■ SOURCE EXTRACT
>>>>

What is “design thinking”?

Design thinking offers a powerful way to navigate this complexity. At its heart, design thinking involves empathetic engagement with the clients of government services.  Too often in the past, government policymakers have lost sight of the tough challenges that face people in their everyday lives.  Those challenges rarely fall into neat little packages that can each be addressed by a different government department.

While policy development is a design activity, it is rarely spoken about in design terms. This is something that Michael Mintrom and I we set out to remedy in our latest publication from the Australia and New Zealand School of Government. We define design thinking as a problem-solving approach characterised by curiosity and empathy, which seeks to interpret how its target populations engage with their world.

Elements of design thinking have long been applied in social science research and in public administration. What is new is how those elements are now being combined to produce powerful insights into community actions and their interactions with governments. Take problem definition, for example. Rather than having policymakers define and understand the problem from an agency - or government - perspective, design thinking offers a range of tools and investigative techniques that allow different aspects of the problem to emerge. Sometimes the problem that is defined is not the problem that needs to be solved.

What it looks like in practice

Our research gives examples of recent design thinking and its policy implications in both Australia and New Zealand.  For example, The Australian Centre for Social Innovation (TACSI) - headed up by Nicholas Gruen - was tasked by the South Australian government to assist families that are going through difficult times. Using design thinking strategies, such as Open-To-Learning Conversations, TACSI developed the Family by Family programme by explicitly asking people experiencing difficulties: “how can a new service enable more families to thrive and fewer to come into contact with crisis services?”

<<<<

■ EXTRACTED ENTRIES
>>>>

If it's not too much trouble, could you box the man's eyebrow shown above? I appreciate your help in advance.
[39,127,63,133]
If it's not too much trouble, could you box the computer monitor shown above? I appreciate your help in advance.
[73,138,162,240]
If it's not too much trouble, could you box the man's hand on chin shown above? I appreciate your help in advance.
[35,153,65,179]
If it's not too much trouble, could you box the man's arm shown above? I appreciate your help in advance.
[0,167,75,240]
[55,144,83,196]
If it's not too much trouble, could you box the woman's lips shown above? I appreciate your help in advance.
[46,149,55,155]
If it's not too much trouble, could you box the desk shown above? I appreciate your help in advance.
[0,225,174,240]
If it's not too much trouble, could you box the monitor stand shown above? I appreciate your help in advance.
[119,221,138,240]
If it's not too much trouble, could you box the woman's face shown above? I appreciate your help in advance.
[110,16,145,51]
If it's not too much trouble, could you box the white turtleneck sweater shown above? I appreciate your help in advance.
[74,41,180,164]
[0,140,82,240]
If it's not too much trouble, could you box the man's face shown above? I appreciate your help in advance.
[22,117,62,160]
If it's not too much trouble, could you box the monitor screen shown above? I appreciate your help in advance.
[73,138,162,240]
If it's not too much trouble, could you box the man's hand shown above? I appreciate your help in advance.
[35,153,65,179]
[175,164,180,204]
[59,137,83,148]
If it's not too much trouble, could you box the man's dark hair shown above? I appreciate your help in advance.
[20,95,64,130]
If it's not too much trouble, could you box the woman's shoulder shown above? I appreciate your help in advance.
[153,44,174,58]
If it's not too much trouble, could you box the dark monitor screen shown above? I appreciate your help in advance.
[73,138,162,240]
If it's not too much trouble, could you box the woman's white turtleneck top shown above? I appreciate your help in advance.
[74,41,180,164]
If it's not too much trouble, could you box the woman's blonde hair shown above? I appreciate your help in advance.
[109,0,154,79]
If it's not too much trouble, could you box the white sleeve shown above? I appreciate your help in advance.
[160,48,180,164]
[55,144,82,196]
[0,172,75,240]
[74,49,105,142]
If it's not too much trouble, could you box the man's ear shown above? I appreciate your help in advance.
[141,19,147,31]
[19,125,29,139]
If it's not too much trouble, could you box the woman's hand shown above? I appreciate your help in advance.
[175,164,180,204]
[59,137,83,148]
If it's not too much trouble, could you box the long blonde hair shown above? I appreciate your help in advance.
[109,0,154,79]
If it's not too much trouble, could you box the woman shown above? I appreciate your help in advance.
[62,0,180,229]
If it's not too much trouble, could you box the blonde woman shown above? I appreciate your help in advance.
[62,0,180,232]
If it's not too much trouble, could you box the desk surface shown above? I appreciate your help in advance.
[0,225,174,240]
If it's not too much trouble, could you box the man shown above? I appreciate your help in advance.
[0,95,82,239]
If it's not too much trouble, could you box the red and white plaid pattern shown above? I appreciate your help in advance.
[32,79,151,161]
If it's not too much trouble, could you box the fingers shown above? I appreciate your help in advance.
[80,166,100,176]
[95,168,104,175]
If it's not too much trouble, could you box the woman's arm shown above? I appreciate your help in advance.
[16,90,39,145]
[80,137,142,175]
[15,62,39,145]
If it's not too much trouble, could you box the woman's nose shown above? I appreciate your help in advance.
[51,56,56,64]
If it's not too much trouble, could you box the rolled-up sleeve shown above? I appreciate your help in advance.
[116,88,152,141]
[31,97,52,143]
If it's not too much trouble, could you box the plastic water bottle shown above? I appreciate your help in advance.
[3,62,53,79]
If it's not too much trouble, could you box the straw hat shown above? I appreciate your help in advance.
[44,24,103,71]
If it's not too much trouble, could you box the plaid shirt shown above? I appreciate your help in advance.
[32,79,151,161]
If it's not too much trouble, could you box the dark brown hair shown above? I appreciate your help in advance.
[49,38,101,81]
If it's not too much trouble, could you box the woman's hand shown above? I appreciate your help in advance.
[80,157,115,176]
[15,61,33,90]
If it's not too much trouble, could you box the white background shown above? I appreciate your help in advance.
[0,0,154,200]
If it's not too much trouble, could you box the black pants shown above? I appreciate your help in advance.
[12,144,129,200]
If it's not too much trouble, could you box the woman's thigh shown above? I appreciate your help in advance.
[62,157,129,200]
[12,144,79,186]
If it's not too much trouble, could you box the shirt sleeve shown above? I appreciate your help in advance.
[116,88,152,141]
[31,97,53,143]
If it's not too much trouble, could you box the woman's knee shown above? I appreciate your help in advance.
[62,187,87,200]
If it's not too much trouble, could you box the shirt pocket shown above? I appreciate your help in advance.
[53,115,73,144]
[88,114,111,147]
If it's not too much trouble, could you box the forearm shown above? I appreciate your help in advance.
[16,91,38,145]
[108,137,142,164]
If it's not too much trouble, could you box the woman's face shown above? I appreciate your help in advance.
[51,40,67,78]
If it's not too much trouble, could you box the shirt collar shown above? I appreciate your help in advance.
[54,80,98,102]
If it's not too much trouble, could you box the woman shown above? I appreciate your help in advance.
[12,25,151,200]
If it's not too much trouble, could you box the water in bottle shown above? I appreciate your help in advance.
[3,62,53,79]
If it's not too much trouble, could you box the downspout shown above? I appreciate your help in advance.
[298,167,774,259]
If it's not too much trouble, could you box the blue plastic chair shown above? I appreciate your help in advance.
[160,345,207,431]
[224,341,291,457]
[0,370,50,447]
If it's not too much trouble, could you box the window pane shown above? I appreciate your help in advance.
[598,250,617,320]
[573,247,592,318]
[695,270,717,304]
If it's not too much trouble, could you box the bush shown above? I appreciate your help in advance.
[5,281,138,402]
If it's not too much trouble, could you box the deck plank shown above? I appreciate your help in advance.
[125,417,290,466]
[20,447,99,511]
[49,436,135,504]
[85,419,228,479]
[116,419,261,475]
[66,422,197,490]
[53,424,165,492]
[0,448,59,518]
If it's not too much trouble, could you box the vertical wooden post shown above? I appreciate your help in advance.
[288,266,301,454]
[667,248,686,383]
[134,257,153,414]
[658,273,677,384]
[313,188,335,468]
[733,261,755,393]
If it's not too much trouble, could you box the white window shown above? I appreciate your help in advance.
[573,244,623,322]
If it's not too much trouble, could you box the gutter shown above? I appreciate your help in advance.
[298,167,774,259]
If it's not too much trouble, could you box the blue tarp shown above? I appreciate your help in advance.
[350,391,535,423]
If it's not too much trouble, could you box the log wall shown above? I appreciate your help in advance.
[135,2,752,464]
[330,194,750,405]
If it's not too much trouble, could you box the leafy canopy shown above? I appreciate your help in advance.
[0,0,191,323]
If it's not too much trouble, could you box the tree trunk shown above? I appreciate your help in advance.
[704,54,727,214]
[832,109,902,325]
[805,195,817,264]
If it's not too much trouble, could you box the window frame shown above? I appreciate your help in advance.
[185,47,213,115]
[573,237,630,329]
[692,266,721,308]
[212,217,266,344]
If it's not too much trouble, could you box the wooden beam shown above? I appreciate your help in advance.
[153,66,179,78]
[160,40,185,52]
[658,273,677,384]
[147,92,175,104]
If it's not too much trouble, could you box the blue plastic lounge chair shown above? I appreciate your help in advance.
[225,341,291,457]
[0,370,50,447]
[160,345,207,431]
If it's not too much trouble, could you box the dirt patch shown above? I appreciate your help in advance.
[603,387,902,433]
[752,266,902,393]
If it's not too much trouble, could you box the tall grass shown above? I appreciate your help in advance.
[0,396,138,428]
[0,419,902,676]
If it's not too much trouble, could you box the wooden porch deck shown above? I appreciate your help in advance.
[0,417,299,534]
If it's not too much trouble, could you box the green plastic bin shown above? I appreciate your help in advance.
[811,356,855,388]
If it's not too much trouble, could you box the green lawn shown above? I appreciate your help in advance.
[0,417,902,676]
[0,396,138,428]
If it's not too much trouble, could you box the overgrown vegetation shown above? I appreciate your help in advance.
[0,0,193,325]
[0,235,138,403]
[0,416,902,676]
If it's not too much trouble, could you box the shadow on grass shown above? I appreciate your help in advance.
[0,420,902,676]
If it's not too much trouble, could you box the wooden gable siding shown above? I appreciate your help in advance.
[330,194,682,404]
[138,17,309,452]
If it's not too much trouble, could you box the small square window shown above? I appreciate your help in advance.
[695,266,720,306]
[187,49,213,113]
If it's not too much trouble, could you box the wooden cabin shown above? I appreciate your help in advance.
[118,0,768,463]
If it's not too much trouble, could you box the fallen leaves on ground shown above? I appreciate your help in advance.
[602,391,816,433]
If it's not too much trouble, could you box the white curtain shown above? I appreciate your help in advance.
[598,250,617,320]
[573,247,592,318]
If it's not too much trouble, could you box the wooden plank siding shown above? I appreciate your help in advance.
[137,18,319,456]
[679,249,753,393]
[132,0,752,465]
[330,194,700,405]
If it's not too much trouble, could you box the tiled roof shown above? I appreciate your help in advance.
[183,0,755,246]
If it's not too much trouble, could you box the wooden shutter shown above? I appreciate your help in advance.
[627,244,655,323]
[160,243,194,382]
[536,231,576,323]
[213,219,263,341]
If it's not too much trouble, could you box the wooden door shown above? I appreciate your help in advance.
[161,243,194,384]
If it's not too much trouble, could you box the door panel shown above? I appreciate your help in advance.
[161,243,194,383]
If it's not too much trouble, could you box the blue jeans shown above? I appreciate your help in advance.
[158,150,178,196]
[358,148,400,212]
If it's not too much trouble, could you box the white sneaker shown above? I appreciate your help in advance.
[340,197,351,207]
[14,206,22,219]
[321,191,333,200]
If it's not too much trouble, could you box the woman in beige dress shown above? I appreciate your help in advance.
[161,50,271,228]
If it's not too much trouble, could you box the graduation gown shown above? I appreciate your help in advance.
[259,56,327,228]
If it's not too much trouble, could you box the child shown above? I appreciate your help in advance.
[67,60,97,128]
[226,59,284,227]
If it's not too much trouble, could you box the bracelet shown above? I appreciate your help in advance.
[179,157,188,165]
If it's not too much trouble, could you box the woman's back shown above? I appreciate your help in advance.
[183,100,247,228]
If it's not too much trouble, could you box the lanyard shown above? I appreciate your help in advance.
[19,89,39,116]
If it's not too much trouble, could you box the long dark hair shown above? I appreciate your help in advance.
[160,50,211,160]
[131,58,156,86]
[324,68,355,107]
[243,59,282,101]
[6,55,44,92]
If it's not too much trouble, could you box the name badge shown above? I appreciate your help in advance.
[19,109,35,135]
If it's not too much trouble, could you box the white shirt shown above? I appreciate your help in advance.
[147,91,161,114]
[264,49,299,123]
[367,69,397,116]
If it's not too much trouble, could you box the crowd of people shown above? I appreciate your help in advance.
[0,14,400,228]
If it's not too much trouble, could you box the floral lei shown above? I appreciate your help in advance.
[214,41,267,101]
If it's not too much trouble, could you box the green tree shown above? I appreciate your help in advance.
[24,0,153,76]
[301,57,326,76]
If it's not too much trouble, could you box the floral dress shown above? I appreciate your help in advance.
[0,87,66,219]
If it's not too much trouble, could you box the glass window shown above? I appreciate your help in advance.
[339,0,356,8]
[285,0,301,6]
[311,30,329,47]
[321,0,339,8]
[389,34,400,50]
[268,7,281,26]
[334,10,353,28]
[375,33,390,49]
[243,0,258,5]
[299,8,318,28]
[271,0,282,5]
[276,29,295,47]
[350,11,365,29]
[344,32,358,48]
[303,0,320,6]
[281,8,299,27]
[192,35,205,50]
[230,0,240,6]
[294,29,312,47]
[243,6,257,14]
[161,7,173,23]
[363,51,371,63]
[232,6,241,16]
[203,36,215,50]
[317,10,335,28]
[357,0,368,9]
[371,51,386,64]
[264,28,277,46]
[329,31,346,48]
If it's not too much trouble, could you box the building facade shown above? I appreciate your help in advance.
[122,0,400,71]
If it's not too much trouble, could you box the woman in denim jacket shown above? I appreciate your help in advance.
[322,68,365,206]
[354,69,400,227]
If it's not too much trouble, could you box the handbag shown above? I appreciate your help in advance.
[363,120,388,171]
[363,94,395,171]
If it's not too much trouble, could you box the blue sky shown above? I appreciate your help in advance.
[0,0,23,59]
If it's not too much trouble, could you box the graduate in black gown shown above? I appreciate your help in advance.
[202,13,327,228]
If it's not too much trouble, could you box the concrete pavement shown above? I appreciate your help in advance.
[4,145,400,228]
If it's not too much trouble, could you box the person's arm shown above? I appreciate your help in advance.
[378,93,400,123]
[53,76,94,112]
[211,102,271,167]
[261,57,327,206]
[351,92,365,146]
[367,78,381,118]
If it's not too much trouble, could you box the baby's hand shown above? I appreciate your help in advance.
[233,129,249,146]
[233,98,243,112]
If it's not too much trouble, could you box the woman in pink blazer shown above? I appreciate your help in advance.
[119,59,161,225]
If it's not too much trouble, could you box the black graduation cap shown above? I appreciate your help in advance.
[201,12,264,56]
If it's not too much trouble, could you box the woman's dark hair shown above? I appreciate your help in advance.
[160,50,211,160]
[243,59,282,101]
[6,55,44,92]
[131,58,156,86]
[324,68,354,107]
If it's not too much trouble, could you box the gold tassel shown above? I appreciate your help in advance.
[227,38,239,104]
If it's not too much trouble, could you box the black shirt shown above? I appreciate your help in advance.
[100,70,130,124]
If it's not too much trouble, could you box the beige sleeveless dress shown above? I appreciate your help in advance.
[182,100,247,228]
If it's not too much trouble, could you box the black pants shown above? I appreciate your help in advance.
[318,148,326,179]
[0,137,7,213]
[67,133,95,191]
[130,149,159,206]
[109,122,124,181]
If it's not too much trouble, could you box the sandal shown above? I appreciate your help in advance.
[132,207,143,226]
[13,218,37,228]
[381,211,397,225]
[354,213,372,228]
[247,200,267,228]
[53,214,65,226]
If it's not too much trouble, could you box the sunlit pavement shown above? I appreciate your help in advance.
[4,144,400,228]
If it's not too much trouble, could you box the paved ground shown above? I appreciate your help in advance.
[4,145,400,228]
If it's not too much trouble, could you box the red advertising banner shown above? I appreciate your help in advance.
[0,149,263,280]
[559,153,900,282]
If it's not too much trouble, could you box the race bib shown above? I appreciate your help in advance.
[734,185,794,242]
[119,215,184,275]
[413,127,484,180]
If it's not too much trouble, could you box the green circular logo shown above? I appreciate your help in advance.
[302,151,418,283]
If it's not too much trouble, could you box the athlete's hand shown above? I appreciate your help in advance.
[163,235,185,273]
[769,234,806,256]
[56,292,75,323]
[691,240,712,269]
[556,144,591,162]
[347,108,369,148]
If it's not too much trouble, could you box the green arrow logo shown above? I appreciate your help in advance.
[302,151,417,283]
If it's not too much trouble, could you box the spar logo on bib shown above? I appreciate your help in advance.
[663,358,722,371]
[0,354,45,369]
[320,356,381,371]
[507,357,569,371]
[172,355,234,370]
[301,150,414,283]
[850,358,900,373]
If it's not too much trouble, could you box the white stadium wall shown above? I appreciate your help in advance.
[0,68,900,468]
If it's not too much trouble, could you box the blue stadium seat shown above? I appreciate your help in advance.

<<<<

■ WRITTEN TASKS
1. In the design thinking passage, which organization did the South Australian government task with helping families going through difficult times?
2. Carry the design thinking passage forward from its final sentence.
The rows play no part in what comes next.

■ OUTPUTS BY TASK
1. The Australian Centre for Social Innovation (TACSI).

2.
The resulting programme puts families at the centre and offers something that professional services cannot: human connections and relationships. Family by Family links families that are seeking to make changes in their lives with families that have successfully overcome their own difficulties and are prepared to share their knowledge with others. The family-to-family linkages can last anywhere between three and six months and begin with both families setting goals for their involvement in the programme. The pairs of seeking and sharing families then organise themselves according to the goals that they have set. Making and sustaining these different goals requires a change in participants' values, beliefs, attitudes, and how they interpret a particular situation.

This peer-to-peer learning model of family support seeks to address the growing demand on crisis services and the increasing number of families that are unable to manage chronic stress and isolation.

Some challenges remain

Social interventions of this sort are not easy to achieve. Whenever people face an unexpected dilemma, it is common practice to search for familiar solutions. This can create both conceptual and practical traps. It is potentially much more productive - although much harder - to look past the existing solutions to search for more radical and effective ones.

Challenging how things have “always been done” is an essential component of Open-To-Learning conversations. This, along with other approaches informed by design thinking, is critical to the success of Family by Family. Open-To-Learning conversations require people to go against their natural tendencies and go beyond the obvious and the incremental.

Following its initial success in South Australia, with an unprecedented return on investment estimated at A$7 for every dollar spent, this programme has been extended to the neighbouring state of New South Wales. In addition, the peer-to-peer learning model is now being considered for use in resettling refugees and migrants; addressing domestic violence, social isolation, substance abuse, and disability; and tackling tough behavioural issues in the criminal justice space.

Where do we go from here?

At present, design thinking is being pursued across a range of government agencies, but its overall deployment in the public sector is varied and sporadic. This can lead to implementing design thinking for the wrong reasons or with unrealistic expectations.

We aim to demonstrate what works with design thinking and why. This does not mean that design thinking should override all existing forms of policymaking. In certain circumstances, traditional approaches to the design and implementation of public policy are necessary and preferable.

However, by cataloguing examples of best practice, we can offer lessons for those who are seeking to integrate design thinking into policy development. The next step is to understand and explore more fully the public impact that design thinking can have.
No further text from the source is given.